== Texto para leitura ==
*****

Quão baixo, quão fundo, uma sociedade pode descer, por vezes despencar, literalmente? - Paulo Roberto de Almeida

Quão baixo, quão fundo, uma sociedade pode descer, por vezes despencar, literalmente?

  

Paulo Roberto de Almeida

(www.pralmeida.orghttp://diplomatizzando.blogspot.com)

[Objetivoreflexões sociológicasfinalidadedebate público]

  

Nós, os incluídos, os supostamente iluminados, esclarecidos e informados, gostamos de pontificar, sobre isto e mais aquilo, sobre o sentido da História e sobre os destinos do mundo. Gostamos de dar lições, sobre isto e aquilo, apreciamos que outros apreciem nossa sapiência, nossas certezas, nossas conclusões inteligentes e nossos julgamentos definitivos, como uma espada de Dâmocles, como a guilhotina certeira, alinhada com a Deusa da Razão.

*****

== Bloco de dados ==
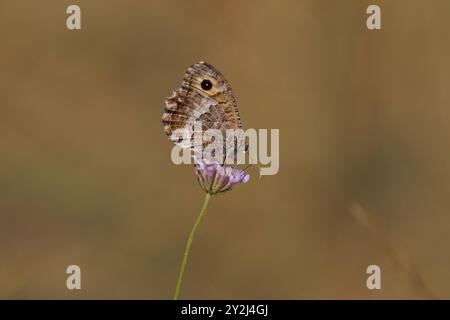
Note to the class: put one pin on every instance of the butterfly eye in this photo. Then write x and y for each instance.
(206, 84)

*****

== Tarefa A ==
Faça um resumo em duas frases do texto sobre quão fundo uma sociedade pode descer.
== Tarefa B ==
Por favor, escreva a continuação do texto sobre quão fundo uma sociedade pode descer, começando logo depois da última frase apresentada.

== Resposta escrita A ==
O texto diz que nós, os incluídos, supostamente iluminados, esclarecidos e informados, gostamos de pontificar sobre o sentido da História e os destinos do mundo. Também gostamos de dar lições e apreciamos que outros apreciem nossa sapiência, nossas certezas, nossas conclusões inteligentes e nossos julgamentos definitivos.

== Resposta escrita B ==
Estamos certos de atravessar, neste momento, a mais horrível experiência de governança em 130 anos de República, em 200 anos de Estado independente, em 520 anos de povo, no prelúdio da nação. Não ousamos imaginar que pudéssemos ter um governo tão ruim, tão horroroso, tão inepto, tão ignorante, tão calhorda, tão mentiroso, tão sem noção, sem destino, sem projeto, sem sentido, sem nada. 

Pensávamos, até pouco tempo atrás, que já tínhamos visto tudo, experimentado tudo em matéria de mediocridade, arrogância e desfaçatez, com relação aos princípios elementares da adesão aos valores democráticos e de respeito aos princípios de direitos humanos, ou de simples humanidade.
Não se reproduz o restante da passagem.